• Texte fourni:
#####

Le foot peut-il être un moyen de faire de la politique ? Oui, selon Sylvain Kahn, professeur agrégé à Sciences Po et spécialiste de la géopolitique du foot, invité de C'est arrivé demain sur Europe 1. Premier exemple en date, le match d'ouverture de la Coupe du monde, jeudi, entre la Russie et l'Arabie Saoudite.
"Un très bon prétexte". Un heureux hasard pour les deux pays. "Quoique s’agissant d’une part de la Fifa, d’autre part de la Russie, on n’est jamais certain que le tirage au sort est du au hasard", ironise le chercheur. Car ce match d'ouverture ne se jouait pas uniquement sur le terrain. "Pour Vladimir Poutine, c'était un très bon prétexte pour accueillir dans une visite protocolaire de très haut niveau le prince héritier d’Arabie Saoudite, Mohammed Ben Salmane", analyse Sylvain Kahn. "Or, on remarque ces derniers temps qu’il y a une sorte de convergence objective entre ces deux Etats", poursuit-il.
Premier motif de rapprochement : "Ce sont les deux premiers producteurs de pétrole au monde", rappelle le chercheur. "Tous les deux, pour des raisons différentes, sont confrontés à une crise économique et chacun essaie de faire des réformes".
Une image écornée. D'un point de vue purement géopolitique, la Russie a aussi besoin de se réinsérer dans le jeu du Moyen-Orient. "Elle a notamment des difficultés avec son allié iranien", reprend Sylvain Kahn. "La Russie a objectivement intérêt à se rapprocher de l’Arabie Saoudite avec laquelle elle est assez fâchée depuis plusieurs années".

#####

• Les consignes:
1: Recopiez le passage du texte fourni compris entre « Le foot peut-il » et « et l'Arabie Saoudite. », ces deux bornes incluses, en substituant « Mondial » à « Coupe du monde ».
2: Répondez à ces questions d'après le texte fourni :
(a) Quel titre Sylvain Kahn porte-t-il à Sciences Po ?
(b) Quel prince héritier Vladimir Poutine a-t-il reçu à l'occasion du match d'ouverture ?
(c) Avec quel allié la Russie rencontre-t-elle des difficultés ?
3: Quelles sont toutes les personnes désignées par leur nom dans le texte fourni ?

• Données fournies:

#####

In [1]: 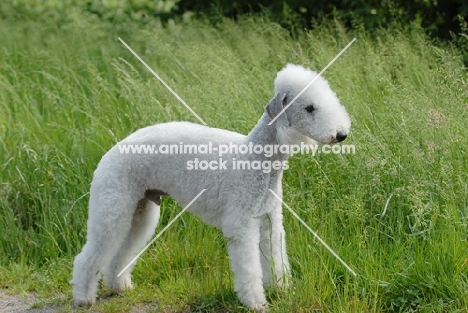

#####

• Réponses aux consignes:
1:
Le foot peut-il être un moyen de faire de la politique ? Oui, selon Sylvain Kahn, professeur agrégé à Sciences Po et spécialiste de la géopolitique du foot, invité de C'est arrivé demain sur Europe 1. Premier exemple en date, le match d'ouverture de la Mondial, jeudi, entre la Russie et l'Arabie Saoudite.

2:
(a) Professeur agrégé.
(b) Mohammed Ben Salmane, prince héritier d'Arabie Saoudite.
(c) Son allié iranien.

3: Sylvain Kahn, Vladimir Poutine, Mohammed Ben Salmane